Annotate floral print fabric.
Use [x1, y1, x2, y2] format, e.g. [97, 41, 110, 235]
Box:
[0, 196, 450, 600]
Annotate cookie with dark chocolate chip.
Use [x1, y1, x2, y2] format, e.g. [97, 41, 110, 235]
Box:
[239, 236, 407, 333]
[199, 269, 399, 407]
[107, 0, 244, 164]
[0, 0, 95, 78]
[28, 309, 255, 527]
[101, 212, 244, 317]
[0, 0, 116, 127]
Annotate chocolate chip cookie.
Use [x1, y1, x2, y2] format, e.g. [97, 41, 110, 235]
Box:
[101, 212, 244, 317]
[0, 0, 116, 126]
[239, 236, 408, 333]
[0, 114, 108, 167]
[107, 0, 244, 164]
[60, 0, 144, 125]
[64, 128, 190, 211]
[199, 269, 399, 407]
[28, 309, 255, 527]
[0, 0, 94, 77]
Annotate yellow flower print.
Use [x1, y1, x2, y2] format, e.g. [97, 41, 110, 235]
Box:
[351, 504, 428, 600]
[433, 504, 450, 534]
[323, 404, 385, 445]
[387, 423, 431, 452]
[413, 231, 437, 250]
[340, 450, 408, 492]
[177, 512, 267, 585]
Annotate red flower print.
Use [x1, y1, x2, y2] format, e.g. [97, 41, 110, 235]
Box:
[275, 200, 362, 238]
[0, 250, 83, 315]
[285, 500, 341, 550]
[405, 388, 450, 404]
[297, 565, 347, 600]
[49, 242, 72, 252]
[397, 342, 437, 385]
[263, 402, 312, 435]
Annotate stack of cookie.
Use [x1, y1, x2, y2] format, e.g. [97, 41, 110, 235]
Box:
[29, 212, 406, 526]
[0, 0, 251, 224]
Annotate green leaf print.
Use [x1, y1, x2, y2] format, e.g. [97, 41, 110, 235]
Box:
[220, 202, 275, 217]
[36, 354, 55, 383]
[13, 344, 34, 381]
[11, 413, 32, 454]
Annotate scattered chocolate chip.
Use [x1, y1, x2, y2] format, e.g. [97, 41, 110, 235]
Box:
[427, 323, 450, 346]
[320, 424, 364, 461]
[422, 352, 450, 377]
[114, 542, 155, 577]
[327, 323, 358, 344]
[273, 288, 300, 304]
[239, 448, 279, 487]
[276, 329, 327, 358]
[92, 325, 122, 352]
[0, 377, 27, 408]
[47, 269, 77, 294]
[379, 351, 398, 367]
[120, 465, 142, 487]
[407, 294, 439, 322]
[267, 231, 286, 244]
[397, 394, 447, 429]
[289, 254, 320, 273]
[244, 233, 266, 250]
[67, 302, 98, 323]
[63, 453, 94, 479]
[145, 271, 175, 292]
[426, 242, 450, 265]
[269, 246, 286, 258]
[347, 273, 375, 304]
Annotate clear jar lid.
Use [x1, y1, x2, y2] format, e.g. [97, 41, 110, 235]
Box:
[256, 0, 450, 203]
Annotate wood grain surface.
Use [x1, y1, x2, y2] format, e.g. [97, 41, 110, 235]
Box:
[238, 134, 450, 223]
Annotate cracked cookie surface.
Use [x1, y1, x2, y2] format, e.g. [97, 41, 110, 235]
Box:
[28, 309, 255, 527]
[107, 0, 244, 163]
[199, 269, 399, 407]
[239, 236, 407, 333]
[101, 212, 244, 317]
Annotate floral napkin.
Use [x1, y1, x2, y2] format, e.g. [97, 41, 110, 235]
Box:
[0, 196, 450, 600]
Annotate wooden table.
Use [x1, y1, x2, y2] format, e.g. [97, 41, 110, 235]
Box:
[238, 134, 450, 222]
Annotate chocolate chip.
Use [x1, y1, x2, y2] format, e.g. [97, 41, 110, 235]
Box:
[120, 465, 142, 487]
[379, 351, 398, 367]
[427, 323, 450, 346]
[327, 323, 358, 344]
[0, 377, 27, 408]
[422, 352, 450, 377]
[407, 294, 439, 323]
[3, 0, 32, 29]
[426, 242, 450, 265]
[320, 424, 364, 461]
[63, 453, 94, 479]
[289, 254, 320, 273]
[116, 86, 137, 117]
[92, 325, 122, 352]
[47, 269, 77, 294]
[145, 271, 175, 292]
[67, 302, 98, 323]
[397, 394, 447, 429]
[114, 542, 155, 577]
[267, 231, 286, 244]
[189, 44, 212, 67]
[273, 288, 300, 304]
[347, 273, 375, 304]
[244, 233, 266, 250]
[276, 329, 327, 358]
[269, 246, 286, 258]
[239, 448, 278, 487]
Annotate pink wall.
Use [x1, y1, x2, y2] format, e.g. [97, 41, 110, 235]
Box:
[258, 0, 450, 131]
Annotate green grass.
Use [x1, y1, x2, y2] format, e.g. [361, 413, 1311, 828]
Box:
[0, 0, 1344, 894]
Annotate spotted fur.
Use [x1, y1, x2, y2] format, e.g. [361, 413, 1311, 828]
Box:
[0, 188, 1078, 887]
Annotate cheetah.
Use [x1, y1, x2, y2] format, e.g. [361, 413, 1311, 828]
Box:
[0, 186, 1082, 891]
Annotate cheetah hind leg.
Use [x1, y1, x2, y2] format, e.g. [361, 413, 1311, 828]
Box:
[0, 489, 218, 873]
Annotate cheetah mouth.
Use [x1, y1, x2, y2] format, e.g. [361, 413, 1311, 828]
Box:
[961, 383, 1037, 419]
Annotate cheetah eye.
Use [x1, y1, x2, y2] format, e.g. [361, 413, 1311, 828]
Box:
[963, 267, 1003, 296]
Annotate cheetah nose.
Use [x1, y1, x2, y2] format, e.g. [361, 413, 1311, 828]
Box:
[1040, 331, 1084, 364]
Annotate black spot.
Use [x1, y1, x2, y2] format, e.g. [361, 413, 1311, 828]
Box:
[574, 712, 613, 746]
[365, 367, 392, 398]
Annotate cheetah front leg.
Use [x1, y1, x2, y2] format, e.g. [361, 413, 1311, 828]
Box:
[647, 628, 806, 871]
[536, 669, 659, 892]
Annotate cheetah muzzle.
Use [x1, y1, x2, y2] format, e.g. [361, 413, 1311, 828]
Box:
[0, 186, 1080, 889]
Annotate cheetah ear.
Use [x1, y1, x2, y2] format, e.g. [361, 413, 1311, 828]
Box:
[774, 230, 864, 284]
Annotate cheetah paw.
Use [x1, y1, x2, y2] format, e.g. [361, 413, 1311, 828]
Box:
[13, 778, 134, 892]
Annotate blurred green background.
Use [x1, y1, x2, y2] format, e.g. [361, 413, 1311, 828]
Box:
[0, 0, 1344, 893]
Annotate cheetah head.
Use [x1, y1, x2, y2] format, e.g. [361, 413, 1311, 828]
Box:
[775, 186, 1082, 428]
* * *
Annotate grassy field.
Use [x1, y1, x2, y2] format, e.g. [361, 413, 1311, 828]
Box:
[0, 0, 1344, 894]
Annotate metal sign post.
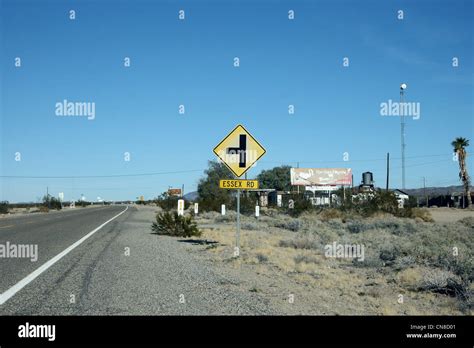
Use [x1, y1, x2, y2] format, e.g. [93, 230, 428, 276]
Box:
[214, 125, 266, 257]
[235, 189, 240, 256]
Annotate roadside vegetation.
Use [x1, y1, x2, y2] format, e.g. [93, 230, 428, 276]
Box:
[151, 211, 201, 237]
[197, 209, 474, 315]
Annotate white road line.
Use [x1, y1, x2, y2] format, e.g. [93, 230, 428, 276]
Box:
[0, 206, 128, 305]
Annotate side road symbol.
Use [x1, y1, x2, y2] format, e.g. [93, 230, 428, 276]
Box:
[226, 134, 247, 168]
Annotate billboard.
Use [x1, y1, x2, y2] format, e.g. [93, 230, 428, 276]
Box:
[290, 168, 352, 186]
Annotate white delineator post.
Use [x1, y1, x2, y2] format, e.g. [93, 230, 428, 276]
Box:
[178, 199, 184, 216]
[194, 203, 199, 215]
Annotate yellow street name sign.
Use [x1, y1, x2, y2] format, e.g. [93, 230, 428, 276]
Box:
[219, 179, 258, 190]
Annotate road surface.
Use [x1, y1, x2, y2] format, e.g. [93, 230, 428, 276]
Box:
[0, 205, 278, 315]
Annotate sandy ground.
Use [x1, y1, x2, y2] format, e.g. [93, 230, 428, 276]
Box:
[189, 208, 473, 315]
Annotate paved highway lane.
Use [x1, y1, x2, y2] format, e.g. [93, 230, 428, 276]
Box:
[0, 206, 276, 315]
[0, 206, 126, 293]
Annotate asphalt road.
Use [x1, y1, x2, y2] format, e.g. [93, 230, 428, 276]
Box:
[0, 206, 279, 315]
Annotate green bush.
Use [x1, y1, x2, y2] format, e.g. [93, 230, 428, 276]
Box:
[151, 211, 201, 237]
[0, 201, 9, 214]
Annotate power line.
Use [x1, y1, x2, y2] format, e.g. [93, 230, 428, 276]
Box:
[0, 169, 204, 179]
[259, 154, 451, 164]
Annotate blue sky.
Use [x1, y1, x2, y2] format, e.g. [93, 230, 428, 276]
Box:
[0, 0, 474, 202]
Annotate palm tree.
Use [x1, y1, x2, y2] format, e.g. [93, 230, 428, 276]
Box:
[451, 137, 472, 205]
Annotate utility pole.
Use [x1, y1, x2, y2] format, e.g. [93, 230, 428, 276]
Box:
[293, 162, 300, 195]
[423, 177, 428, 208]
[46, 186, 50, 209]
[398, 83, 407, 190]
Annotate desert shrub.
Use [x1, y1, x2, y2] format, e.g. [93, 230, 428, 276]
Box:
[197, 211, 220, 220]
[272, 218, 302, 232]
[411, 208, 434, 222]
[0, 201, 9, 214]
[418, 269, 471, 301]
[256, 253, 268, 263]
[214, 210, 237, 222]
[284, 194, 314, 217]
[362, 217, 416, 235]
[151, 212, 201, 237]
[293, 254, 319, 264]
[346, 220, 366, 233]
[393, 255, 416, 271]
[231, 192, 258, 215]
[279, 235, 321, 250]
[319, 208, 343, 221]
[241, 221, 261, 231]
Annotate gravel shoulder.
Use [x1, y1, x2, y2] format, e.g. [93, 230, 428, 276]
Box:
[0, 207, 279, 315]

## What to produce:
Please copy the data word for word, starting at the line that contains "Annotate cheetah hind leg." and stopping after the line that contains "[775, 186, 1082, 428]".

## Problem solution:
Annotate cheetah hind leg.
Use [x1, y1, x2, y2] format, e.g. [361, 413, 1311, 828]
Box:
[0, 489, 218, 873]
Annotate cheetah mouth.
Use [x1, y1, x2, y2] format, e.g. [361, 413, 1311, 828]
Box:
[961, 383, 1037, 419]
Annotate cheetah eye.
Use [x1, y1, x2, y2] format, e.g. [361, 413, 1311, 828]
Box:
[963, 267, 1003, 296]
Annotate cheetah nose.
Use [x1, y1, x2, y2] format, e.g. [361, 413, 1311, 828]
Box:
[1040, 331, 1084, 364]
Annotate black spot.
Use [x1, y1, x2, y2] format, e.g. [361, 413, 1311, 828]
Box:
[574, 712, 613, 746]
[365, 367, 392, 398]
Annotate cheetah front leg.
Use [x1, y1, x2, y2] format, e.g. [361, 413, 1311, 828]
Box:
[647, 628, 806, 871]
[536, 669, 659, 892]
Annotate cheetah muzzle.
Use [x1, y1, x2, y2] format, e.g. [361, 413, 1311, 828]
Box:
[0, 186, 1080, 889]
Annotate cheetah ear.
Use [x1, y1, x2, y2] format, e.g. [361, 413, 1311, 828]
Box:
[774, 230, 864, 284]
Annotate cheetah paw.
Use [x1, y1, x2, y2] format, e.g. [361, 413, 1311, 828]
Box:
[13, 778, 134, 892]
Annotate blurred green background.
Use [x1, y1, x2, y2] format, e.g. [361, 413, 1311, 828]
Box:
[0, 0, 1344, 893]
Annotate cheetah head.
Use [x1, y1, x2, y2] format, e.g. [361, 413, 1311, 828]
Box:
[775, 186, 1082, 428]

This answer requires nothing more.